[Begin ENTRIES]

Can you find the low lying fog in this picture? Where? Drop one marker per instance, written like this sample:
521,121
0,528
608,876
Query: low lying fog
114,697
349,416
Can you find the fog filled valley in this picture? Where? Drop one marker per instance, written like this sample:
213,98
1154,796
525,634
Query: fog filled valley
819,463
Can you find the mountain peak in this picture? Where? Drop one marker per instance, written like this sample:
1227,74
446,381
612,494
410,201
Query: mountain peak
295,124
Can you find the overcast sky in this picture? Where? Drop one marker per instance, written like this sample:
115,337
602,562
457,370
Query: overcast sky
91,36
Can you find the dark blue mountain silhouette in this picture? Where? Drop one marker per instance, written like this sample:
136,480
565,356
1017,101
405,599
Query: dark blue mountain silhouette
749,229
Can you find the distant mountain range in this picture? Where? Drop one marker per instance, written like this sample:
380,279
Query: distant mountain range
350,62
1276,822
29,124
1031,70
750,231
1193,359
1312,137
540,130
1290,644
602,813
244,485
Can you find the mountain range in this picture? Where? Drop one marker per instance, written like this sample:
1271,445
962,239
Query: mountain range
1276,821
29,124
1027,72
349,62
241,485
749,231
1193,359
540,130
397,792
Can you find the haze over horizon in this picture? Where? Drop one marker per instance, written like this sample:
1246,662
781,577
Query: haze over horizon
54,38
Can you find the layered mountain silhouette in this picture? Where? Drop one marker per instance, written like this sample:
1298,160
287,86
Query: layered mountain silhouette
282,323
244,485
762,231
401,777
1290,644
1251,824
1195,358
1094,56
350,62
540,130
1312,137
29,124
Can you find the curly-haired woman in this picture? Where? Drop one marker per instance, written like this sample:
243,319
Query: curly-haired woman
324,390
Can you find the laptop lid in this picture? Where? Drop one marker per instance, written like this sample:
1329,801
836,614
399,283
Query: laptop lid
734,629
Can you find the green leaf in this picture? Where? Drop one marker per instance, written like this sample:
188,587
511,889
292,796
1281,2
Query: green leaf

[End ENTRIES]

GIVEN REQUEST -> Please edit the lines above so that "marker" becomes "pin" everywhere it appears, leaving everything else unchanged.

RESULT OF THE EXERCISE ->
Can you find the low lying fog in this picture? Where? Drop one pin per instance, written like this sample:
521,121
0,528
608,876
Query: low lying fog
114,697
349,416
Can you find the fog filled valley in this picture? Where? Drop one pin per instance, written like this sample:
213,98
1154,796
525,634
Query: fog filled valley
819,463
Can you find the mountain peak in this picture? Where? Drop one pin per instance, written like this sample:
1227,74
446,381
612,494
410,201
Query: mountain peak
295,124
Can you find the overcast sky in this picture? Where? Drop one pin per instance, written like this sample:
115,337
602,562
457,370
Query: overcast sky
91,36
Can you find the dark blue mountain silhouette in this picture? Where? Drop one pin per instance, written like this sample:
136,480
565,356
1017,101
405,599
Query: dark blue mountain silhouette
749,229
Can you find the distant mountain range in this picture? Where? Drop one pin per instance, written like this sample:
380,279
Query: distant mountain range
350,62
1276,822
29,124
1031,70
750,231
1193,359
1312,137
540,130
1290,644
602,813
244,485
Can you find the mountain range in this picture? Where? Drop one pin per instance, written like this sample:
1271,445
962,239
Query: mountain range
1276,821
29,124
1027,72
349,62
241,485
749,231
1193,359
540,130
397,792
Can you find the haze over horizon in this picture? Where? Drop one pin per instance, written like this sample:
1246,662
781,577
Query: haze over horizon
54,38
Can you find the layered mountain silhouette in this picture? Where? Drop one pin per instance, written like this sample:
1298,160
287,86
Query: layered mountain silhouette
282,323
244,485
762,231
401,777
1290,644
1251,824
1195,358
1094,56
350,62
540,130
1312,137
29,124
Can you find the curly-haired woman in this picture? Where? Drop one pin per instance, written like this sample:
243,319
Query: curly-haired woman
324,390
Can you find the laptop lid in this picture? Where? Drop one pin per instance, written like this sample:
1329,801
836,614
399,283
Query: laptop lid
734,629
Can you find the green leaf in this picture? Where? Drop one pin per instance, written like this sample:
188,587
511,889
292,796
1281,2
Query: green leaf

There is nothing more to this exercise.